== Document text ==
If you stop reading this because you are not a baseball fan, you might miss something special.
All-star pitcher tragically killed in a boating accident.
That same pitcher is not just loved as a baseball player, but as a Cuban refugee who risked life and limb to come to America.
This same pitcher was beloved by his teammates and his community for his joyful approach to all.
After canceling the game the day after he died, his teammates suited up the next day to begin the tumultuous task of playing a game in the shadow of such a loss.
They all dressed in their uniforms, but with his name and his number on the backs of their jerseys.
His friend and teammate – who had not hit a home run all season – led off the game for his team. He started the at-bat by imitating his dead friend’s batting stance. He completed the at bat by hitting his first home run of the season … weeping as he rounded the bases.
Even if you are not a baseball fan, it was quite a moment.
Sometimes it seems that there are moments that come together in magical, mysterious and quite meaningful ways. Chance? Synchronicity? Serendipity? Proof of … Something?
===
**Work request 1:** Decide whether each statement below agrees with the baseball passage, answering yes or no and quoting the deciding words: (a) The game on the day after the pitcher died was canceled. (b) The friend who led off the game had already hit several home runs that season. (c) The teammates wore the pitcher's name and number on their jerseys.
**Work request 2:** Continue the baseball passage, starting after its final sentence.
== Information provided ==
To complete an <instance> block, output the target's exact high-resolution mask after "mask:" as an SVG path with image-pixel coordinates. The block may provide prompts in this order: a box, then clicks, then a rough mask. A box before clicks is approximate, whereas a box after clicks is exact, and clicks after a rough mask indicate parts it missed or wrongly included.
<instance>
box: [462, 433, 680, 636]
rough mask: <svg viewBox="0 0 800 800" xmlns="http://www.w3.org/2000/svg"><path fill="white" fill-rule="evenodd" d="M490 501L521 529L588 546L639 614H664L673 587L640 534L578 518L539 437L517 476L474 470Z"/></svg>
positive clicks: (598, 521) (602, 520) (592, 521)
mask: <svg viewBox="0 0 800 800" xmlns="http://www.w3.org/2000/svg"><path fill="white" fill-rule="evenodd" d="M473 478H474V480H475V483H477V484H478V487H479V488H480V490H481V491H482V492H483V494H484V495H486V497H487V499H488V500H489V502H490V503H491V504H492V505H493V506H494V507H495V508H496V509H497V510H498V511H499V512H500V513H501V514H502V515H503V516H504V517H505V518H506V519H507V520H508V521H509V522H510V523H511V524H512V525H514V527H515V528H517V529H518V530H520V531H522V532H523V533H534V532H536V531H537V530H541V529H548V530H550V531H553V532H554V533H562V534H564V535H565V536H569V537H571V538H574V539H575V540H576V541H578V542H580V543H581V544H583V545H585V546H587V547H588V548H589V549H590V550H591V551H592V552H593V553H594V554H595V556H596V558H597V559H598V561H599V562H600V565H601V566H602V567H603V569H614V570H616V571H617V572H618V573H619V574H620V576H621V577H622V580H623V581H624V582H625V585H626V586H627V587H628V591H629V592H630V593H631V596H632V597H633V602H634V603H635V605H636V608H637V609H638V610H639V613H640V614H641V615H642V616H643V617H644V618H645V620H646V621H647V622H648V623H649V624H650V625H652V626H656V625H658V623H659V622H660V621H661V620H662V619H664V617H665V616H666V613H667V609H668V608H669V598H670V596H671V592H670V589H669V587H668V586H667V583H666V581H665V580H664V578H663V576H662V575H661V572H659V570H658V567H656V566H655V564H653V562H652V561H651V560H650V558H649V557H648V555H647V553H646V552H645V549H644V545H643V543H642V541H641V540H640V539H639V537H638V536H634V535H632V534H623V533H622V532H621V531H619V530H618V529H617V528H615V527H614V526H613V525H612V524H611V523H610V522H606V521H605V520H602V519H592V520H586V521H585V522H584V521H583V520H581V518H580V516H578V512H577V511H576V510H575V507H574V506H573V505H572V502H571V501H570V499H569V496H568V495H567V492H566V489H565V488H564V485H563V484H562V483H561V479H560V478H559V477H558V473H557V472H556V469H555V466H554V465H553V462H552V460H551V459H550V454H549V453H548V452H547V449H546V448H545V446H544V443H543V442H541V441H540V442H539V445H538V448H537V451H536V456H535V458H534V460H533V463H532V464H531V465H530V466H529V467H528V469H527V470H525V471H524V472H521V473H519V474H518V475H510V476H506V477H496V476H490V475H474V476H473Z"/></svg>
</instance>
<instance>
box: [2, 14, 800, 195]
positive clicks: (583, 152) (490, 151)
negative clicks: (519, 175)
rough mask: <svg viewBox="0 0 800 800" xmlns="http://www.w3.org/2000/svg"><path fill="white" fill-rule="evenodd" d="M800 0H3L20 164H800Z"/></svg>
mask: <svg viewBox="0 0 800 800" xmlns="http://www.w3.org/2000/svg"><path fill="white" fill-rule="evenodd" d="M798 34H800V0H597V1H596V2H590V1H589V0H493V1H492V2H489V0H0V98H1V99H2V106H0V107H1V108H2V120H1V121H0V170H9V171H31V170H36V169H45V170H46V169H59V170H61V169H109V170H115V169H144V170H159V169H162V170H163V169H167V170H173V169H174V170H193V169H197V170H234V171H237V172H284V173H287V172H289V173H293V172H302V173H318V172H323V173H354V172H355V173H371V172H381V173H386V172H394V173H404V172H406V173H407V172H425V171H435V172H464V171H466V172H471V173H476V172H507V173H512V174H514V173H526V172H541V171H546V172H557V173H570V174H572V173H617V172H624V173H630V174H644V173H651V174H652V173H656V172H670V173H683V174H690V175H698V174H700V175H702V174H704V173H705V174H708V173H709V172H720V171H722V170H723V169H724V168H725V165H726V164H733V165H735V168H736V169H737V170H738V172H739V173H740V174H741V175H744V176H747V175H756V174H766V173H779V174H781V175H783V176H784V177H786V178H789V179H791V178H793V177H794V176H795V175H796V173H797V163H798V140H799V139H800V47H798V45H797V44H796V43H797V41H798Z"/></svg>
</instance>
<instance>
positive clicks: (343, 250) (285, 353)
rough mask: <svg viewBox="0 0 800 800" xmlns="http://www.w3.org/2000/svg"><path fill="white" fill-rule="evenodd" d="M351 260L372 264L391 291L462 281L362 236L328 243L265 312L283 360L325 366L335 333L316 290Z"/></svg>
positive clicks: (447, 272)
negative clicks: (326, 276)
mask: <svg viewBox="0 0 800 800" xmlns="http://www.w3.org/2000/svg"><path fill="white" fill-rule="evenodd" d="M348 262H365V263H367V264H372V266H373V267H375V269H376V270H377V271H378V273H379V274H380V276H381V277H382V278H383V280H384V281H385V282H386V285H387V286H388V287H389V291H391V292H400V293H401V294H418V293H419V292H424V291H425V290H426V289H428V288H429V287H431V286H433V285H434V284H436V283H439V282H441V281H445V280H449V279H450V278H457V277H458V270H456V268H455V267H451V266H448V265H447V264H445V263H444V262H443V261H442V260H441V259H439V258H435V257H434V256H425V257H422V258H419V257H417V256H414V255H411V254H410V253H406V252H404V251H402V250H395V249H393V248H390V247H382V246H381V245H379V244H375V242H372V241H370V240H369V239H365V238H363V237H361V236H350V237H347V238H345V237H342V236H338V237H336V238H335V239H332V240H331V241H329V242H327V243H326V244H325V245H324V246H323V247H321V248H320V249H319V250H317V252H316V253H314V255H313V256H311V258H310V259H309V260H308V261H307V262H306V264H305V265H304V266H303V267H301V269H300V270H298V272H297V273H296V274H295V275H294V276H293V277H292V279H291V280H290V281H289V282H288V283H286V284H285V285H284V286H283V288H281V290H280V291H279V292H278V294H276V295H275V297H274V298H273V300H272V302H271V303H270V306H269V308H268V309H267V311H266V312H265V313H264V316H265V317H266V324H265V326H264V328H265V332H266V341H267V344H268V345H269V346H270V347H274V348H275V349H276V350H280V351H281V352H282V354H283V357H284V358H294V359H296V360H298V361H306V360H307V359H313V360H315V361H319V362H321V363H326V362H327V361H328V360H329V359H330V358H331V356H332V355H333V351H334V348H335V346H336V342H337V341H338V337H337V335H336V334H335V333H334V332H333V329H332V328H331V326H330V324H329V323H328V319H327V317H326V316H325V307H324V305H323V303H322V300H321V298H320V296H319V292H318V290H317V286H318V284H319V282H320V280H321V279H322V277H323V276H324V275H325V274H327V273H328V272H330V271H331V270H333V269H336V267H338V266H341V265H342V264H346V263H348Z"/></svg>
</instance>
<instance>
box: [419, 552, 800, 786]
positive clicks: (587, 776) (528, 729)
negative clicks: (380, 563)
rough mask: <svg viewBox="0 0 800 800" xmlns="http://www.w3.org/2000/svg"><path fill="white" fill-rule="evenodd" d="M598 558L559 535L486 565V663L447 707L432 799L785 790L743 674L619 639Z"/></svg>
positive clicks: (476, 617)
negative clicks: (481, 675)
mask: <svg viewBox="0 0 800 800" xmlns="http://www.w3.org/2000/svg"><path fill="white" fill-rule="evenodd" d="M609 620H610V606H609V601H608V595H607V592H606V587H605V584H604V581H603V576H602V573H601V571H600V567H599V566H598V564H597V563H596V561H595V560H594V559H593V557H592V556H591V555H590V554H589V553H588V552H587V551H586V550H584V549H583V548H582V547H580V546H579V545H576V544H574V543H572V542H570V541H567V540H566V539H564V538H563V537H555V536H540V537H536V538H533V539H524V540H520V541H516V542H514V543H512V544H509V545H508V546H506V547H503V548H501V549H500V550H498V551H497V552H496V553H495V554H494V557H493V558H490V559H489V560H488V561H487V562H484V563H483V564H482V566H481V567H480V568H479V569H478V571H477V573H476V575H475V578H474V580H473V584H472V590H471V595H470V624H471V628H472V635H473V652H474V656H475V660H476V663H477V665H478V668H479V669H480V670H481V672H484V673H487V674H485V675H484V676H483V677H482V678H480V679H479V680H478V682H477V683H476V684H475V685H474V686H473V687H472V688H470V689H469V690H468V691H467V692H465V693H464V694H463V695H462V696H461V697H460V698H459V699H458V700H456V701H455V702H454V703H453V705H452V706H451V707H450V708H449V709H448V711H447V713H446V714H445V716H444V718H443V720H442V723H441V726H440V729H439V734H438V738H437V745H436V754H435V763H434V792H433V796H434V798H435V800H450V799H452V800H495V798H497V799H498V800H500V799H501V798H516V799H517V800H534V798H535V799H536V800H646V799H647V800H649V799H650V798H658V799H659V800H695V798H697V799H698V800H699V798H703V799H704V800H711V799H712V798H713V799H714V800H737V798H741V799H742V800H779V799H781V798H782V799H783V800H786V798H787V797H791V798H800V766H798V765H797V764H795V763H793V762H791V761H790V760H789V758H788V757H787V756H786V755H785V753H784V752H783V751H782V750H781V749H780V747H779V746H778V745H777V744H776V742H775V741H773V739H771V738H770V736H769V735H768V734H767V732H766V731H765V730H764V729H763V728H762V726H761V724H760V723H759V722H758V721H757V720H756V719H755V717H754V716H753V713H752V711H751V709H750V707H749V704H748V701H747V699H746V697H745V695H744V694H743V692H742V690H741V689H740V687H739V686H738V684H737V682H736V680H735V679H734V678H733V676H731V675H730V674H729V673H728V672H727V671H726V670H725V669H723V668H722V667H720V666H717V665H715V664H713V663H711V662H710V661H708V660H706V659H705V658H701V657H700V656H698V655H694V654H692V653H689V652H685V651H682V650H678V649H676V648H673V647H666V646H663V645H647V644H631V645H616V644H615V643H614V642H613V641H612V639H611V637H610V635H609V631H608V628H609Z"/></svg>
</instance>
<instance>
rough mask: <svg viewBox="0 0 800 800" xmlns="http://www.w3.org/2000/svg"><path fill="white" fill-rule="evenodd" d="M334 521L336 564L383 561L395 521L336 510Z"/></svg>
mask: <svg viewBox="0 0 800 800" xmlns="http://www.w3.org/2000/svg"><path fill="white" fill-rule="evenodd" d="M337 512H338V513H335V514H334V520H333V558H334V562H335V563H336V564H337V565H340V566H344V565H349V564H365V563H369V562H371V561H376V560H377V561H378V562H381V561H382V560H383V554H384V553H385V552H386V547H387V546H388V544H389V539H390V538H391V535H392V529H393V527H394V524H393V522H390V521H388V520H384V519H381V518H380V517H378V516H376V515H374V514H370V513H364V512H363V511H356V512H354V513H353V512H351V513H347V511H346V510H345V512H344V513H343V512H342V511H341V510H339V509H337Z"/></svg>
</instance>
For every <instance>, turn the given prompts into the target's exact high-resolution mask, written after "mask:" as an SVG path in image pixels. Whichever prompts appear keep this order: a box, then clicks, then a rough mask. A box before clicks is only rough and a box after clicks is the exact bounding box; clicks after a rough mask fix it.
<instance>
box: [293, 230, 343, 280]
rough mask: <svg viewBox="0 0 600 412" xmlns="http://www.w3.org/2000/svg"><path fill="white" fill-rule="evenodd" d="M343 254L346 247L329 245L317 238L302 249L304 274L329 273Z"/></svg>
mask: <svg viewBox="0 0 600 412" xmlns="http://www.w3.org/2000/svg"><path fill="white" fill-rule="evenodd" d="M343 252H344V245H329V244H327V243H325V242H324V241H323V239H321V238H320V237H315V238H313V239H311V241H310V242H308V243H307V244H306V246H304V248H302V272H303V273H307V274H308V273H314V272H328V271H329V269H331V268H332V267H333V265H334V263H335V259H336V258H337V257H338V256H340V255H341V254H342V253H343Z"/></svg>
===
**Task result 1:**
(a) Yes: "After canceling the game the day after he died"
(b) No: "who had not hit a home run all season"
(c) Yes: "but with his name and his number on the backs of their jerseys"

**Task result 2:**
Who knows!? Sometimes, the moments don’t need to be dissected or debunked. Sometimes, the moment we start thinking, categorizing or explaining the moment — is the moment — we lose the moment. Sometimes, we need to shut that part of ourselves off and let ourselves wonder.
As adults our ‘wonder’ muscles are often underused, atrophied and even forgotten. The experience of wonder can be an important soul ‘fertilizer’. This soul fertilizer expands and broadens our capacity to consider and reach. This soul fertilizer extends our awareness of the universe to what may be beyond the limits of what we think we see, hear, feel and know.
The upcoming days of Teshuvah provide us an opportunity to revitalize these wonder muscles.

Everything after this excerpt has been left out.